(WORKING DATA)

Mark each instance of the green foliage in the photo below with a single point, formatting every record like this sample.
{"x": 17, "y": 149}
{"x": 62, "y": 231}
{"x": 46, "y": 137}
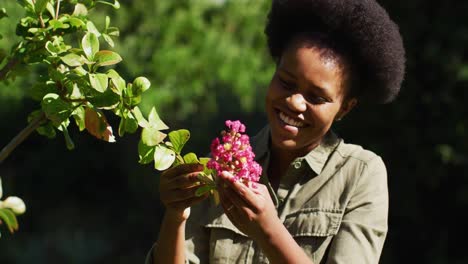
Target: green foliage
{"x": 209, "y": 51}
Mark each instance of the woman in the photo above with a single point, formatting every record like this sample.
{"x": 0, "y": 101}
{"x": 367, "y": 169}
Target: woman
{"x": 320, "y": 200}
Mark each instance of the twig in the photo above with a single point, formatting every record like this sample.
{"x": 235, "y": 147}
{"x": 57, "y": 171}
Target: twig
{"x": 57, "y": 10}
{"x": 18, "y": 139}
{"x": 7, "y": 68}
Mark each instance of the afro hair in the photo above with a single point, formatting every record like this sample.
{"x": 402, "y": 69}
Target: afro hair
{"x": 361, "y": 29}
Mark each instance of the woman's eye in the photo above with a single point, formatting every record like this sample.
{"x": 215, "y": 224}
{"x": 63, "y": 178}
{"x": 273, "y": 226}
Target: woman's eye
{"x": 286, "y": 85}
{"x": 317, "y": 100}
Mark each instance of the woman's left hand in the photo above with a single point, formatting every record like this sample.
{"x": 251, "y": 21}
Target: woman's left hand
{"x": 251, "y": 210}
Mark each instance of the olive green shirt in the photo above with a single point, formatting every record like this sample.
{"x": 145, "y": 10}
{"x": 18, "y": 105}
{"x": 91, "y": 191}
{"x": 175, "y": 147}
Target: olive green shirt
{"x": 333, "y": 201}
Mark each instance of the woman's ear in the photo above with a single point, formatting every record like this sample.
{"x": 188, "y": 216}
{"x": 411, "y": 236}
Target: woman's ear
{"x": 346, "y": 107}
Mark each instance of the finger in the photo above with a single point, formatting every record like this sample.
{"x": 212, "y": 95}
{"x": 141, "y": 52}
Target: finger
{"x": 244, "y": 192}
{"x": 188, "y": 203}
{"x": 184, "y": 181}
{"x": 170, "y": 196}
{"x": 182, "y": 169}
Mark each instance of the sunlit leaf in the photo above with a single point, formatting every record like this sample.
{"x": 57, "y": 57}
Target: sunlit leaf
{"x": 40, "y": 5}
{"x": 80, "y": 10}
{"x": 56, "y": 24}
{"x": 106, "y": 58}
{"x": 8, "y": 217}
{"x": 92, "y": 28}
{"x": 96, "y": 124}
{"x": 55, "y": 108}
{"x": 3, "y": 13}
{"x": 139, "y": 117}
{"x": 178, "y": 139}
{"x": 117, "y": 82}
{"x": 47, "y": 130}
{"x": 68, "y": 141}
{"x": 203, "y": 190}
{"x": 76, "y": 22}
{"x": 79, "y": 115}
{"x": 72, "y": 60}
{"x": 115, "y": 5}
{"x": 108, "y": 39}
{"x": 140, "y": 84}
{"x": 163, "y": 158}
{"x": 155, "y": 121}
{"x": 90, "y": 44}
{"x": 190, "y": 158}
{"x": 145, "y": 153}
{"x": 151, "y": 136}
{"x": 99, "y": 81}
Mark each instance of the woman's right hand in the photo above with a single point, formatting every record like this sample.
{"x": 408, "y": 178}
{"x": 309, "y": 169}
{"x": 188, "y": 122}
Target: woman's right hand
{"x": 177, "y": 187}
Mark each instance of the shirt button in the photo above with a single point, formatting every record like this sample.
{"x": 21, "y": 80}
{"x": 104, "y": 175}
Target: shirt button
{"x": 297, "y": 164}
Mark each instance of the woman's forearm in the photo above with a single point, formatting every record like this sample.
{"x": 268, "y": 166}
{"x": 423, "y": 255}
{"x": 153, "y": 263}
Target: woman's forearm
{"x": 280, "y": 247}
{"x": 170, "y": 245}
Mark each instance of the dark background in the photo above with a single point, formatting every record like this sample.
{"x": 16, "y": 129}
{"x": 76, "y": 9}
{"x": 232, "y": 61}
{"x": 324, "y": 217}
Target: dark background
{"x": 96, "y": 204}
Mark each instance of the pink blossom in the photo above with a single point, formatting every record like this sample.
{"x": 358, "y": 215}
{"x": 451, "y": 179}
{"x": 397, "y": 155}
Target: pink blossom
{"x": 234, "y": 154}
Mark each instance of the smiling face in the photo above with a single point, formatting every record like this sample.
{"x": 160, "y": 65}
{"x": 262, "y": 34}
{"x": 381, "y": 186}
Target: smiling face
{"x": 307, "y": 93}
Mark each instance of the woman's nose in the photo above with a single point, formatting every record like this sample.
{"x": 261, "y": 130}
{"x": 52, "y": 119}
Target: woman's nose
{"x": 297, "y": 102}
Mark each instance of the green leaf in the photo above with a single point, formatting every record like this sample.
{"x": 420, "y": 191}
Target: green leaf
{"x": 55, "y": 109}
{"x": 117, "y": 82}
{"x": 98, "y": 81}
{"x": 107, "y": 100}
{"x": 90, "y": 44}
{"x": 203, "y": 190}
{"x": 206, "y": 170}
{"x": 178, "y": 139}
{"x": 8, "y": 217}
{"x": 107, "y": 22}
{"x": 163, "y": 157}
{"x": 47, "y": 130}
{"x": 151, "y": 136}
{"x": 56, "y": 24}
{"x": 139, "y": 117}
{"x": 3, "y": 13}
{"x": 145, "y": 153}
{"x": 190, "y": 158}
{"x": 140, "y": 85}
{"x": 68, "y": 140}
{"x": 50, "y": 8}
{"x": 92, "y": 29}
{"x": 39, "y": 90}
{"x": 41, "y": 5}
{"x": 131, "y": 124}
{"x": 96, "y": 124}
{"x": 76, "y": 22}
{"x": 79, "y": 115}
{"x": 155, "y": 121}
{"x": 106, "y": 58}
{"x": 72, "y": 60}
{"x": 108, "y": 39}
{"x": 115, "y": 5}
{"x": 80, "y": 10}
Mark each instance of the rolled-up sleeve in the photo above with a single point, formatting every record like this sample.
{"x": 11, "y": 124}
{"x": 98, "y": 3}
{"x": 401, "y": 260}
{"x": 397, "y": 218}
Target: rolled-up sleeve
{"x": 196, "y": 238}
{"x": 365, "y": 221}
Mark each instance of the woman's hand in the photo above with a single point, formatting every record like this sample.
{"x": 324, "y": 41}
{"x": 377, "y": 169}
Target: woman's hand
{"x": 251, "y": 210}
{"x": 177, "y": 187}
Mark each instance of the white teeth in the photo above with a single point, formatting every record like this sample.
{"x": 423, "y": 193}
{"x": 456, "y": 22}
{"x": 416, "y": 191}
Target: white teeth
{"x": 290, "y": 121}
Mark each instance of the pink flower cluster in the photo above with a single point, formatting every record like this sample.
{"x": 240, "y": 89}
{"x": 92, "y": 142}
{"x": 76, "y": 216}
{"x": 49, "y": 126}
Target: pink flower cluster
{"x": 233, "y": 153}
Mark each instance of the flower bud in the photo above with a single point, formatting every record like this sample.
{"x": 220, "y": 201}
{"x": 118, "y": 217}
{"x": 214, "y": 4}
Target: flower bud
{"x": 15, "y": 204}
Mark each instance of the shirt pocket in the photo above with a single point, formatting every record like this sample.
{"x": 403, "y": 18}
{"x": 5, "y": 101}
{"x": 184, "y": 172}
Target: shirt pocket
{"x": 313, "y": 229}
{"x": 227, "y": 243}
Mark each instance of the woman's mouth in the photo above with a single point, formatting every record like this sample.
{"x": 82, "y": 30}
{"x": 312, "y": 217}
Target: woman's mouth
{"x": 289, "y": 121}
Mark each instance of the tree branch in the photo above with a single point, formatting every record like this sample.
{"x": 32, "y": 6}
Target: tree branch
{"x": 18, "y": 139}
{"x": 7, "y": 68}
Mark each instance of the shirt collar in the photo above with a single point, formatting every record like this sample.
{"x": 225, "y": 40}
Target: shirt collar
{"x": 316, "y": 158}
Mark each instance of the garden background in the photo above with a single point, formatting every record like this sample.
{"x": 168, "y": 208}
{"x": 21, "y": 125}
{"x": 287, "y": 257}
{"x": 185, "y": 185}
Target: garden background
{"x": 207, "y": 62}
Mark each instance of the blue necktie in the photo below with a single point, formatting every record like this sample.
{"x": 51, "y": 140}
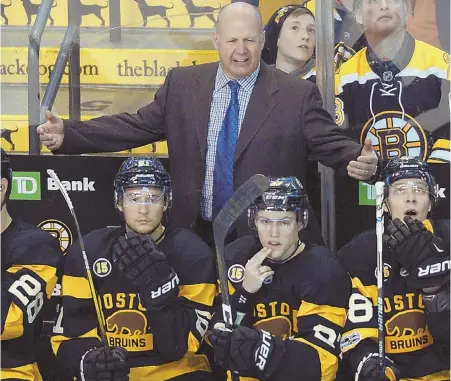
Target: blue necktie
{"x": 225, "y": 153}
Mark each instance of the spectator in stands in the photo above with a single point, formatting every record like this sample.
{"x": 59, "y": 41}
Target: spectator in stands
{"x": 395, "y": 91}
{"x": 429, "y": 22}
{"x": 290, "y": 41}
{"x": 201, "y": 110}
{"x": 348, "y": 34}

(End WORKING DATA)

◆ **YOUR GOAL**
How many lines in the entries above include the string "below"? Please answer with that number and nothing more.

◆ **RESPONSE TO THE EXERCISE**
2